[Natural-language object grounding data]
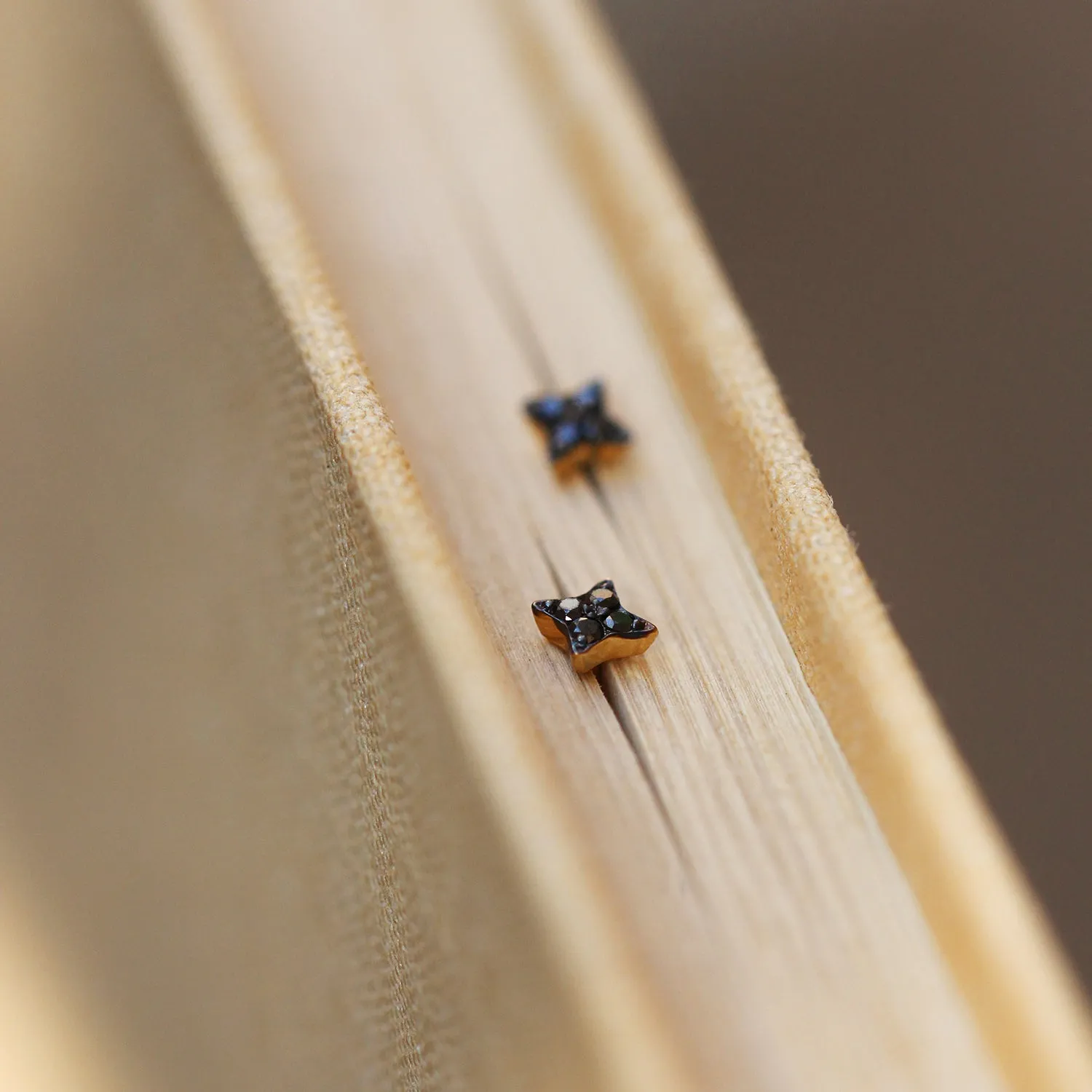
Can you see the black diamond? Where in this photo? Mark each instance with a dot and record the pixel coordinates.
(620, 622)
(577, 425)
(587, 628)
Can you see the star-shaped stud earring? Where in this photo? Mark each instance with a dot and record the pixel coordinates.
(578, 430)
(593, 627)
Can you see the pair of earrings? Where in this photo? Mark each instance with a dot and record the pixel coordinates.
(593, 627)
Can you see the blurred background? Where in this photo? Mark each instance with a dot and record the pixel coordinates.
(902, 196)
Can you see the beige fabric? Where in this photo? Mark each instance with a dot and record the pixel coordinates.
(1024, 995)
(248, 821)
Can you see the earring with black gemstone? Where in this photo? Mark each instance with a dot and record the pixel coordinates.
(594, 627)
(579, 432)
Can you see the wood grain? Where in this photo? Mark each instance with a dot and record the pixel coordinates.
(474, 271)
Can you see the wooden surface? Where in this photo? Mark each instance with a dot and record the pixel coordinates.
(473, 273)
(366, 825)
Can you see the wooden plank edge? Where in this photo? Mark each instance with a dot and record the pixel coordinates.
(581, 926)
(986, 921)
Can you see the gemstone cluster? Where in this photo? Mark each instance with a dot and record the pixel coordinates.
(578, 430)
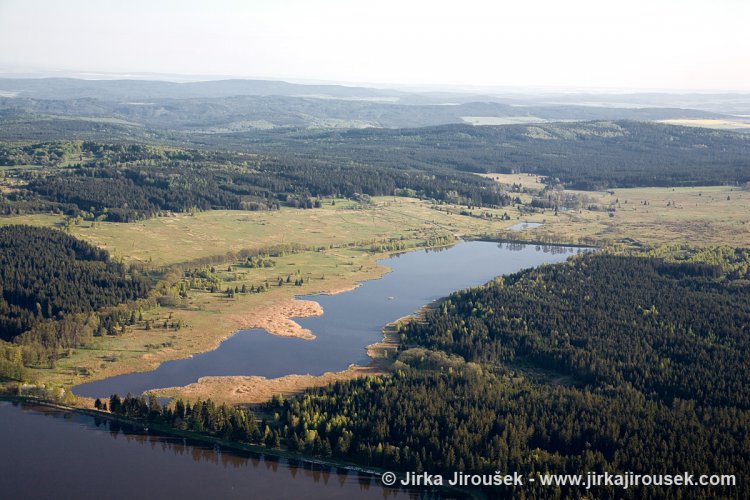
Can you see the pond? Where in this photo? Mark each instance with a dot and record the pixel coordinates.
(351, 320)
(52, 453)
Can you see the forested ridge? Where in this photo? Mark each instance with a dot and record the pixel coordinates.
(46, 273)
(582, 155)
(121, 183)
(56, 292)
(605, 363)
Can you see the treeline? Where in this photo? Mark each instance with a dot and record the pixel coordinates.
(671, 330)
(203, 417)
(604, 363)
(129, 182)
(582, 155)
(52, 283)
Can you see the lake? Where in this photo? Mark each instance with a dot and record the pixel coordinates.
(51, 453)
(351, 320)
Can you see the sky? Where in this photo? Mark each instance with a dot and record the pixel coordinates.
(545, 44)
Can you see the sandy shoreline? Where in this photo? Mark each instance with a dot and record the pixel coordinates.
(276, 319)
(255, 389)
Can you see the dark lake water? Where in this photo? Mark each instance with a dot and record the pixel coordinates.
(351, 320)
(49, 454)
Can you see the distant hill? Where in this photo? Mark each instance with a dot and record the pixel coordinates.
(242, 105)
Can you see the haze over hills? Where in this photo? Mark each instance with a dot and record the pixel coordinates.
(241, 105)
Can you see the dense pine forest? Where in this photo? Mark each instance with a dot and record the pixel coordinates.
(588, 155)
(616, 363)
(120, 183)
(54, 288)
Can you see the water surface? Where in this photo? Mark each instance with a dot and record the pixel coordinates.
(50, 453)
(351, 320)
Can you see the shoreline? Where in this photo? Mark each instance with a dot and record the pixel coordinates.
(277, 319)
(257, 449)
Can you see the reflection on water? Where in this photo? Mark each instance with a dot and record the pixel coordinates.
(51, 453)
(352, 320)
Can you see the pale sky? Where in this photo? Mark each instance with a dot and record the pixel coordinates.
(617, 44)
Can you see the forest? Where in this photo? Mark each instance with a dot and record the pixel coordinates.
(616, 363)
(581, 155)
(57, 292)
(121, 183)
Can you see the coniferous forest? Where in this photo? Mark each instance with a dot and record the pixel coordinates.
(617, 363)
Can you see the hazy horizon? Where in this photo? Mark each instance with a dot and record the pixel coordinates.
(540, 46)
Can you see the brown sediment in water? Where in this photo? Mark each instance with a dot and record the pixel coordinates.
(254, 389)
(276, 319)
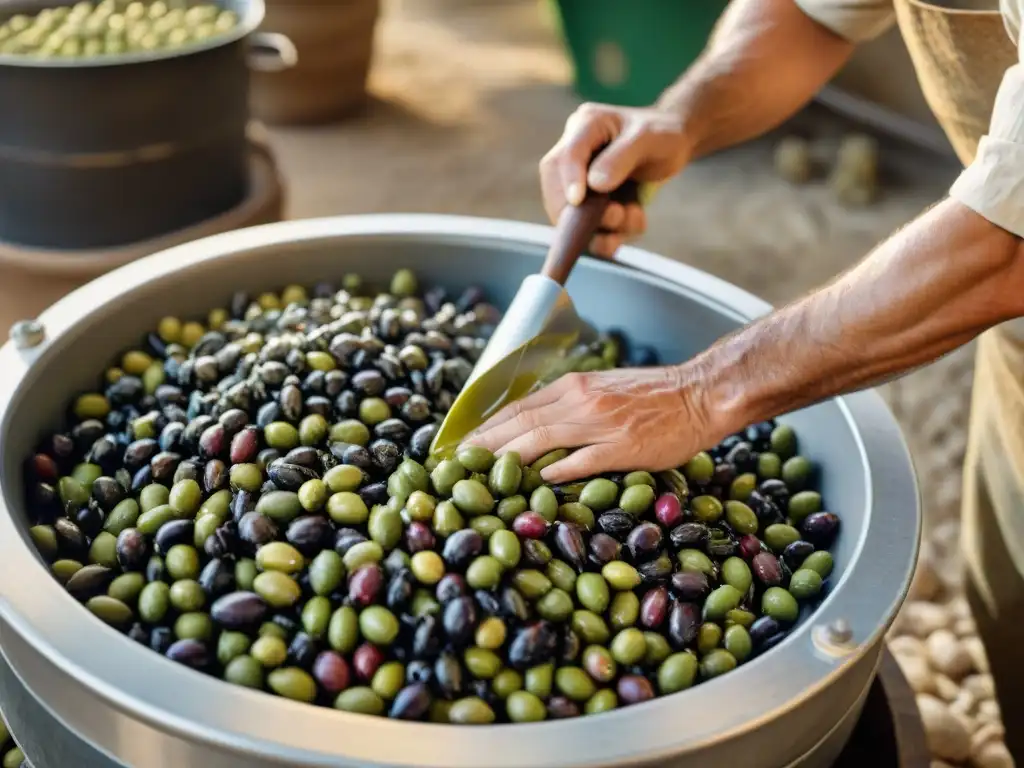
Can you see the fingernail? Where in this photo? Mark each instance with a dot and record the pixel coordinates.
(576, 193)
(597, 177)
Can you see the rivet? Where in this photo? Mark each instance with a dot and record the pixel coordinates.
(28, 334)
(840, 632)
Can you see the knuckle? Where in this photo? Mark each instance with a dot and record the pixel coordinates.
(540, 435)
(586, 110)
(550, 160)
(578, 383)
(526, 420)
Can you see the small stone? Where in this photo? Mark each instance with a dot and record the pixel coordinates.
(961, 608)
(981, 686)
(947, 736)
(989, 710)
(976, 650)
(984, 734)
(907, 645)
(918, 673)
(926, 584)
(946, 688)
(965, 704)
(947, 655)
(965, 628)
(992, 755)
(922, 619)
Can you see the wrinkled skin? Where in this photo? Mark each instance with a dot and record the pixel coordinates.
(620, 420)
(645, 144)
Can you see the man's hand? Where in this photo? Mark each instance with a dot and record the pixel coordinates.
(934, 286)
(621, 420)
(643, 144)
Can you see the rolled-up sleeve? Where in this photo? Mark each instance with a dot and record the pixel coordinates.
(856, 20)
(993, 184)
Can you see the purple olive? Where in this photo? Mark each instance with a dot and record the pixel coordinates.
(257, 529)
(644, 541)
(820, 528)
(764, 629)
(616, 523)
(656, 570)
(560, 708)
(634, 689)
(189, 652)
(461, 548)
(448, 674)
(239, 610)
(419, 538)
(654, 607)
(460, 620)
(412, 702)
(366, 584)
(767, 569)
(309, 534)
(450, 587)
(532, 645)
(684, 622)
(750, 546)
(211, 442)
(689, 536)
(132, 549)
(603, 549)
(568, 541)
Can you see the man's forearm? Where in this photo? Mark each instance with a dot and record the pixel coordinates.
(933, 287)
(766, 60)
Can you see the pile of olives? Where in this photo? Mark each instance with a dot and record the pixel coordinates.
(114, 27)
(254, 498)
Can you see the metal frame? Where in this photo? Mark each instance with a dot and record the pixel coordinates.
(148, 690)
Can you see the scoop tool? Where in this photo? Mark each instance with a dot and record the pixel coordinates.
(540, 326)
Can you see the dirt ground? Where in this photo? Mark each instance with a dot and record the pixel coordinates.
(467, 96)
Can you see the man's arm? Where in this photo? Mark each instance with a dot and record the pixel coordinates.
(766, 59)
(931, 288)
(934, 286)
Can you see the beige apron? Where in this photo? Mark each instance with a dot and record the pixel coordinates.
(961, 56)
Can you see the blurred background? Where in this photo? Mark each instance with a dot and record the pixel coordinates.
(348, 107)
(444, 107)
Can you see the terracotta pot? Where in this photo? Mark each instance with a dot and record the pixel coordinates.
(335, 42)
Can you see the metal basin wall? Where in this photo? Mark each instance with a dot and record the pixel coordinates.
(795, 705)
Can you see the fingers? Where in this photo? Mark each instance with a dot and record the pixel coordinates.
(541, 397)
(614, 217)
(615, 164)
(563, 170)
(593, 460)
(604, 246)
(524, 422)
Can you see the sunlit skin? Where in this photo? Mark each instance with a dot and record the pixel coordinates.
(932, 287)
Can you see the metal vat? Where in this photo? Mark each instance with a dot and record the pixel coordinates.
(76, 692)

** TASK REQUIREMENTS **
This exercise asks for the line with "Can you see the metal basin" and all lines after it through the end of the records above, retyped exactly and with nothing else.

** EXPECTED ANSWER **
Can you see the metal basin wall? Where in this photo? Mark each instance with a dot and record the pixel coordinates.
(795, 705)
Can you see the fingers? Where in this photo? Mark each instance with a dot and record the pixel coordinates.
(541, 397)
(614, 217)
(615, 164)
(563, 170)
(593, 460)
(604, 246)
(524, 422)
Can you see the sunlit skin? Where in this photo? Mark each instance with a dot and record the pixel coordinates.
(932, 287)
Can you see the metal vat? Where in this photo? Mark each instance with a dot and record the pixel coordinates.
(76, 692)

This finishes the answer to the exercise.